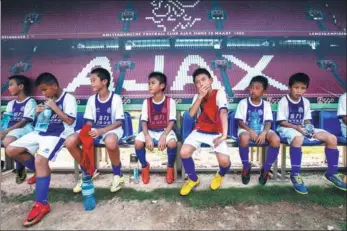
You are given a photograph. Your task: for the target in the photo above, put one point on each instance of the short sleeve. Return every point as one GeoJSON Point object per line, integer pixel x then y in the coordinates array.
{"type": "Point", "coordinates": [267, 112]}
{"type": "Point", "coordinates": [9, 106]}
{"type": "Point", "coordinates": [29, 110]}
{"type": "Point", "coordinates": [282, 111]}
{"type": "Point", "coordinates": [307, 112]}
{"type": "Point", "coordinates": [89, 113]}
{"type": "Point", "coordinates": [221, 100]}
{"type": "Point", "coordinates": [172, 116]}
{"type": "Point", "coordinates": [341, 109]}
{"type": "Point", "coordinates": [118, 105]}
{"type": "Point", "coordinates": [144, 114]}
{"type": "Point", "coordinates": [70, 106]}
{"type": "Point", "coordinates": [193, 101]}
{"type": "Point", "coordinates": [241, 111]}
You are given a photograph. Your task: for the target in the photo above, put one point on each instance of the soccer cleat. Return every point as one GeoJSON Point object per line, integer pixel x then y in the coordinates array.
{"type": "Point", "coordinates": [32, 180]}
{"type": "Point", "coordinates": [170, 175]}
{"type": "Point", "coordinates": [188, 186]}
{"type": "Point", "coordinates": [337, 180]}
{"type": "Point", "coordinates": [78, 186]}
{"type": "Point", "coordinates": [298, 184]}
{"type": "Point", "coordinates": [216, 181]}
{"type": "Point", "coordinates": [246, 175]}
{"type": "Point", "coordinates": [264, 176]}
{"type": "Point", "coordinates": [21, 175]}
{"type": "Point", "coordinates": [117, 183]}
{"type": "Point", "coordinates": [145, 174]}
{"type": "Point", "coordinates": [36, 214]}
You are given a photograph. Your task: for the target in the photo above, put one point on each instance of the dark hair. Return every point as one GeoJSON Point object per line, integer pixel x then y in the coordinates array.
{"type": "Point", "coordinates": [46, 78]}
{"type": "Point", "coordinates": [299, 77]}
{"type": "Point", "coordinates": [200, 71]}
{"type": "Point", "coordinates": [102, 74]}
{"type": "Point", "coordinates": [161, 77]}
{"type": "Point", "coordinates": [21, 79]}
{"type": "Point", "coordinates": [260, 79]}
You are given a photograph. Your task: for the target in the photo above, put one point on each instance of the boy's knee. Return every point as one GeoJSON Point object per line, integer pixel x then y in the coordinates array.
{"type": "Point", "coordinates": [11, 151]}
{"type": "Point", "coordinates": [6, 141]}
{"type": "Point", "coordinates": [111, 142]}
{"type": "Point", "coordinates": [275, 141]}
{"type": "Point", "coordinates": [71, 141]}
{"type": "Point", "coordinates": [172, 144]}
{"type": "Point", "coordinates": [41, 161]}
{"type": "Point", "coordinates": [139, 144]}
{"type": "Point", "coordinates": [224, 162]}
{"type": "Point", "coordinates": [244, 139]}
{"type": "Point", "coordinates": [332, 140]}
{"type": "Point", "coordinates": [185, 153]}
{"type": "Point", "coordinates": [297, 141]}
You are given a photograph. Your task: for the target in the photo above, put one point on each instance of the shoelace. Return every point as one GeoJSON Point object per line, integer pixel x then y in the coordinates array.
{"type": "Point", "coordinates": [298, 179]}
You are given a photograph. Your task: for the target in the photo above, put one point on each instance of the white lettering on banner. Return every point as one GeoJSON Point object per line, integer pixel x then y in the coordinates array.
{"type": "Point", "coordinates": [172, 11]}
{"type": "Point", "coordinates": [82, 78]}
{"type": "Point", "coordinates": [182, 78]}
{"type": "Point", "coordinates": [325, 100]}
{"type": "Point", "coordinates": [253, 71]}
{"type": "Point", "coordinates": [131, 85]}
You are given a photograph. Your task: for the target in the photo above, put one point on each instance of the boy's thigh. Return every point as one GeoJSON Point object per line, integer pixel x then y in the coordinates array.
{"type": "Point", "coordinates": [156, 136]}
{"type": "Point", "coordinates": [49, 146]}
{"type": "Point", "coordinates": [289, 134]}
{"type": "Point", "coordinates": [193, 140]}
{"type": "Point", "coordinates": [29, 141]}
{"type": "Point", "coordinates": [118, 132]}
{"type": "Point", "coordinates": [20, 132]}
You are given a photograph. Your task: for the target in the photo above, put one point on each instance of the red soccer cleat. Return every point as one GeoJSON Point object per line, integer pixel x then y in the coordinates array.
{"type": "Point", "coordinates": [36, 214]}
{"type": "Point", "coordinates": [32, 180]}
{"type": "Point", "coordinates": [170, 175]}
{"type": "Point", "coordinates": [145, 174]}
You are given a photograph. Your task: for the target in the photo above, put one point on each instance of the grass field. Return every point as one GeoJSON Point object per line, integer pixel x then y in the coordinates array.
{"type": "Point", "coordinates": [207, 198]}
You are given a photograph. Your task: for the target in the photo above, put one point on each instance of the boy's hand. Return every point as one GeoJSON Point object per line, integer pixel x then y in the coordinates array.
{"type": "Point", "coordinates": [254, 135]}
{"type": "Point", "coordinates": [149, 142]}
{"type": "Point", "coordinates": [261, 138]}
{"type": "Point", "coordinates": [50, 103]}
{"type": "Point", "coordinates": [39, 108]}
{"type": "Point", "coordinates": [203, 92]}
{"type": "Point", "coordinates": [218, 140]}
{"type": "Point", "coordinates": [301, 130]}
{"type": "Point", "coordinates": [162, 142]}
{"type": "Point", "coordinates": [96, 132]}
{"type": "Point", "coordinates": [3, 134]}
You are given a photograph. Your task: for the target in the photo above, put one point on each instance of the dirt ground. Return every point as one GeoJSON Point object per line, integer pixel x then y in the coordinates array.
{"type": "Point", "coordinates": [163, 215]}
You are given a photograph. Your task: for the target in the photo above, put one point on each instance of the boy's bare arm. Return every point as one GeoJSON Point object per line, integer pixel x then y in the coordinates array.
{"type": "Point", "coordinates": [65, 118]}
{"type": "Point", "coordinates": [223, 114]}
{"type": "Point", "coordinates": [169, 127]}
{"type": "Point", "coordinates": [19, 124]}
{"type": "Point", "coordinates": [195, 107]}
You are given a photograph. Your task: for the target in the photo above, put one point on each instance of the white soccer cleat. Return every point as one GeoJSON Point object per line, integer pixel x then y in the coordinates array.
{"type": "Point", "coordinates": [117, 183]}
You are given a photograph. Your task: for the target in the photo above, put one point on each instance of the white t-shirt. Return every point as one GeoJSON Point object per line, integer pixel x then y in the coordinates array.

☆ ☆ ☆ ☆ ☆

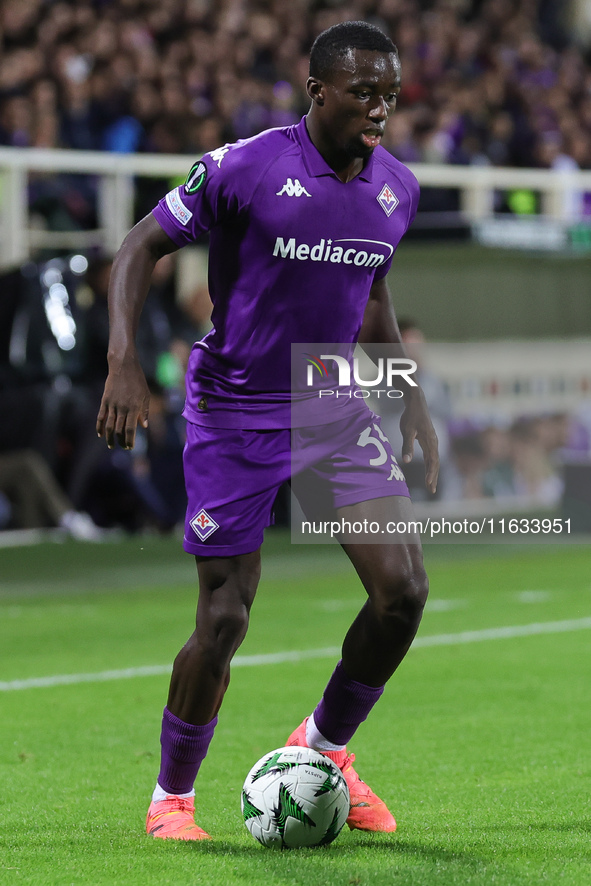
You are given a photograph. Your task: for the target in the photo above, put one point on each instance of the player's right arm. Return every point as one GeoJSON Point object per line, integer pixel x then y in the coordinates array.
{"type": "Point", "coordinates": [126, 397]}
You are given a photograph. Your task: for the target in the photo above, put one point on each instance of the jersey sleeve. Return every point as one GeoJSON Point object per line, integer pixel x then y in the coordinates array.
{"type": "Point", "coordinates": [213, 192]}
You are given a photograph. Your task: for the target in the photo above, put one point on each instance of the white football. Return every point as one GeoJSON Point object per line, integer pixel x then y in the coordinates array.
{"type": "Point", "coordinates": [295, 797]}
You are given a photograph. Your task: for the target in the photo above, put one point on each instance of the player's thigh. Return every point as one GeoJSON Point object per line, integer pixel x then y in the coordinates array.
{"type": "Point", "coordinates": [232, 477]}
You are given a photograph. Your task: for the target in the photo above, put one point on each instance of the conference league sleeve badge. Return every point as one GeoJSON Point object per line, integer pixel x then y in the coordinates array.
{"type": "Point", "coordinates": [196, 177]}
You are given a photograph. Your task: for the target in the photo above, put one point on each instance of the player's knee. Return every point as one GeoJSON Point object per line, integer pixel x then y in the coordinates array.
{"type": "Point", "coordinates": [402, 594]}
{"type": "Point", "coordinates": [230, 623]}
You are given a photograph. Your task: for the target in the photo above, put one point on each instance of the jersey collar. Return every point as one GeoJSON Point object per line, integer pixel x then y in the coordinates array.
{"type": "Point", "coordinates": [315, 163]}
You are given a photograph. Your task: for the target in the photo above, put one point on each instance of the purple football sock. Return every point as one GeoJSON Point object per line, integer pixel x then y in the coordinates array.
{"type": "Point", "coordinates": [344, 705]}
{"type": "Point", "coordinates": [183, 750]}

☆ ☆ ☆ ☆ ☆

Locate each line of the material above that contains the word "football", and copy those lines out in full.

Answer for this exercise |
You are given a photograph. Your task: for the target in the photo above, put one point on each instance of the white football. Return every point as one GeoJSON Point object per line, integer pixel x then y in the coordinates array.
You are given a photograph. Your task: for the target in the photo above, put one point on each instance of the purple football sock. Return every point as one GeoJSON Point object per line, integer pixel x then y in the coordinates array.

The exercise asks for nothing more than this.